No. But I played hockey; I did gymnastics. I did a lot of gymnastics in Nelson before we shifted up here. I used to love swinging on the bars; I was a monkey. [Chuckle]

Yes, I think it might have been the Carran family bought a walking …

Chris: Beam.

Both: Oh, yes.

Chris: We had that for Paula.

But you couldn’t run fast enough to get away from the lad? [Chuckle]

Christine: No. I used to like playing hockey and playing softball. I was playing those when I met him.

That brings us back to reality and work and the things that happened from that point. Righto, Chris, it’s all yours again.

Chris: Yes, so eventually we had strawberries in both the Grooby block and, if I remember rightly now, it was Tea House that had this place, that Dad bought it off [from]; and we had strawberries right up to the boundary of our house.

Is that a duck pond or a swimming pool?

Both: It’s a pond.

Chris: It’s a fish pond. We had a shag come in and … to cut a long story short, we came home from Mexico three months ago, and we had a shag in there helping itself to the fish. So I covered it, and then we took the cover off about two weeks ago, and …

Christine: He showed his face again.

Chris: … showed his face again, so I covered it up again. [Chuckles] Yeah.

So anyway, we get back to the strawberries; and eventually – Dad had a very good friend, Stewart Speeden, who had a block of strawberries opposite what used to be Nimon’s bus sheds in Middle Road … on the corner of Lucknow and Middle Road … and they had the strawberry block across the road. And eventually, from there they went to Te Mata-Mangateretere Road and had strawberries there as well. And Dad and Stewart started growing strawberry runners, which are the plants that you plant each year, together in a block of land in River Road … belonged to Sandy Lowe. From there, they formed a partnership called Te Mata Nurseries in 1969, which eventually became Te Mata Growers in 1970. And in 1969, ‘70, they built … I’ll just come back a little bit; around about that time they had a total of twenty-six acres of strawberries between the two of them. They leased a block of land from my Uncle Bob, who was Mum’s brother, and Frank’s mother’s brother.

● **Objectives**:
a - List every sport named in the transcript.
b - Please reproduce the passage of the transcript between "Yes, I think" and "all yours again.", inclusive.

● **Information given**:
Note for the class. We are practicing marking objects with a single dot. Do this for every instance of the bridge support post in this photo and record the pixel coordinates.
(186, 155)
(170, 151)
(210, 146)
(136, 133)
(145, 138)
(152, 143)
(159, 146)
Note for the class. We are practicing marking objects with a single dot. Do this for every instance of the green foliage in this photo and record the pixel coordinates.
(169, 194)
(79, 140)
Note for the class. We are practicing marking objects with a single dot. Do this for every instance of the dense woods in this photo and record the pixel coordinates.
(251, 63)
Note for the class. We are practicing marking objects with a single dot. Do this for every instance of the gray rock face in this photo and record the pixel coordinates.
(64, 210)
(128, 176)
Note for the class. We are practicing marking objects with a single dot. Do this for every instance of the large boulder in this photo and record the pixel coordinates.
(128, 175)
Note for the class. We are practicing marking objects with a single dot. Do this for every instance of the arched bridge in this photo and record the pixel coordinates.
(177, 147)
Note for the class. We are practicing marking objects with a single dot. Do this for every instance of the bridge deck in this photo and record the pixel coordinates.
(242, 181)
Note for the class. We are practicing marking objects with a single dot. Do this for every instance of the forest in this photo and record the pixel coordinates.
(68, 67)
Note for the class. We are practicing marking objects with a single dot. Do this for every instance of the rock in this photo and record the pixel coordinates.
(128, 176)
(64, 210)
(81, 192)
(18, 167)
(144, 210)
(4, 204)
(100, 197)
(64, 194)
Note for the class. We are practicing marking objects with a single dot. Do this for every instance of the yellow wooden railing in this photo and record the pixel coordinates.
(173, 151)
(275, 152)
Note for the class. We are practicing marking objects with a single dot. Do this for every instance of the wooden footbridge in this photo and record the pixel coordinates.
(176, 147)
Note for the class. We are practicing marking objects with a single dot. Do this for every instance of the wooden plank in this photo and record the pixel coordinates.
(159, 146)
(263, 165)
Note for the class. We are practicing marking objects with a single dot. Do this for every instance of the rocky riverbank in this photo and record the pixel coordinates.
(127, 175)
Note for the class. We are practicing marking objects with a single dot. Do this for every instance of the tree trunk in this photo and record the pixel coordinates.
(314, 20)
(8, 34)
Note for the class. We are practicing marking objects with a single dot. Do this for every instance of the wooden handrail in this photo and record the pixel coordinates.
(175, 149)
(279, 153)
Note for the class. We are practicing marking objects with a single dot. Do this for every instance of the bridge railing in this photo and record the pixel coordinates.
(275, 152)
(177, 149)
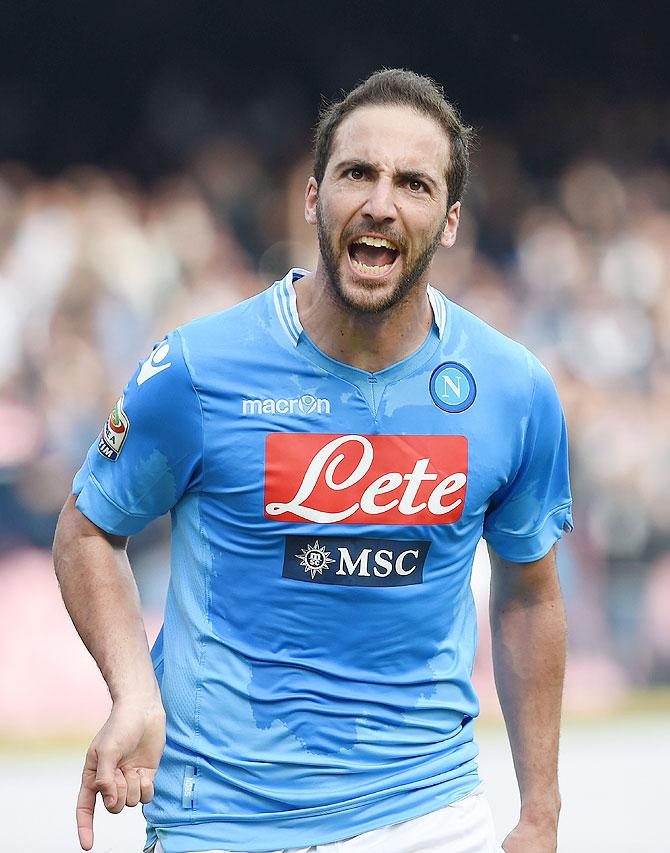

● **Correct answers**:
a - hockey, gymnastics, softball

b -
Yes, I think it might have been the Carran family bought a walking …

Chris: Beam.

Both: Oh, yes.

Chris: We had that for Paula.

But you couldn’t run fast enough to get away from the lad? [Chuckle]

Christine: No. I used to like playing hockey and playing softball. I was playing those when I met him.

That brings us back to reality and work and the things that happened from that point. Righto, Chris, it’s all yours again.